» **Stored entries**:
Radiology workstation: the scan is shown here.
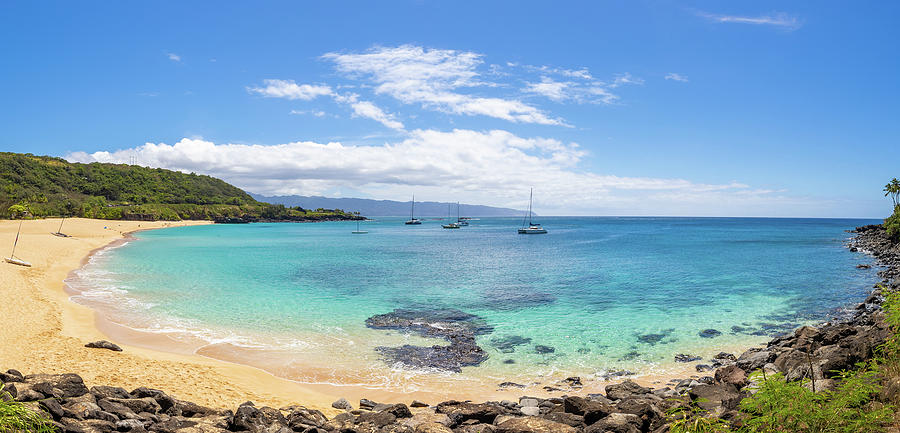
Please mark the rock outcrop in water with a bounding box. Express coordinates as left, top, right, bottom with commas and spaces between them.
366, 308, 494, 372
0, 226, 900, 433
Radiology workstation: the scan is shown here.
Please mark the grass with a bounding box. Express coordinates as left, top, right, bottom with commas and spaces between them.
669, 287, 900, 433
0, 385, 57, 433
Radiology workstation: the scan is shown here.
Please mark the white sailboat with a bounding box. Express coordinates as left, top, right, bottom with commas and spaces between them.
441, 203, 459, 229
350, 212, 369, 235
6, 221, 31, 267
519, 188, 547, 235
50, 217, 69, 238
403, 195, 422, 225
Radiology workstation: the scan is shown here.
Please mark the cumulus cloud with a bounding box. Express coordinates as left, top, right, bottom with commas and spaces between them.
247, 80, 333, 101
66, 129, 804, 215
322, 45, 564, 125
350, 101, 403, 130
698, 12, 800, 30
666, 72, 688, 83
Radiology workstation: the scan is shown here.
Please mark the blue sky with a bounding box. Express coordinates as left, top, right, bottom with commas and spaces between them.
0, 1, 900, 217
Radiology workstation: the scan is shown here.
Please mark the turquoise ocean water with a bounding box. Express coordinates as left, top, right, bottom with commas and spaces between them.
70, 217, 878, 387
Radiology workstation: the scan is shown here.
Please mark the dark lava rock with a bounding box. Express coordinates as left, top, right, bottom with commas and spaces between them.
534, 344, 556, 355
494, 416, 578, 433
699, 329, 722, 338
366, 309, 493, 372
84, 340, 122, 352
375, 340, 488, 373
490, 335, 531, 353
675, 353, 703, 362
688, 384, 741, 411
713, 352, 737, 361
436, 400, 505, 426
25, 373, 88, 398
606, 379, 650, 400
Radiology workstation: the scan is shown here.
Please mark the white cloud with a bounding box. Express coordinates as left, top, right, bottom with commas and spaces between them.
523, 77, 619, 104
666, 72, 688, 83
291, 110, 328, 117
322, 45, 564, 125
247, 80, 333, 101
350, 101, 403, 130
698, 12, 800, 30
66, 130, 797, 215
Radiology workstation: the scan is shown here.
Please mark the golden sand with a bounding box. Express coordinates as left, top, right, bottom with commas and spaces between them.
0, 219, 760, 414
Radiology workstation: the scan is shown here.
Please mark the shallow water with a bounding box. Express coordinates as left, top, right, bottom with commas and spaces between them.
69, 217, 877, 389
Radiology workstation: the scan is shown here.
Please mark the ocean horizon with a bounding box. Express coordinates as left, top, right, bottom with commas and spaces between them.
68, 216, 880, 390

» **EXERCISE OBJECTIVE**:
Rewrite the listing above, from its first line through the line containing "0, 385, 57, 433", inclusive, as a JSON list of strings, one string per line. Omit blank lines and leave the pictures out.

» **OUTPUT**:
[
  "Radiology workstation: the scan is shown here.",
  "Please mark the rock outcrop in water with a bounding box. Express coordinates as left, top, right, bottom with commas and spaces between them.",
  "366, 308, 494, 372",
  "0, 226, 900, 433",
  "Radiology workstation: the scan is shown here.",
  "Please mark the grass with a bounding box. Express coordinates as left, top, right, bottom with commas and spaces between them.",
  "669, 287, 900, 433",
  "0, 385, 57, 433"
]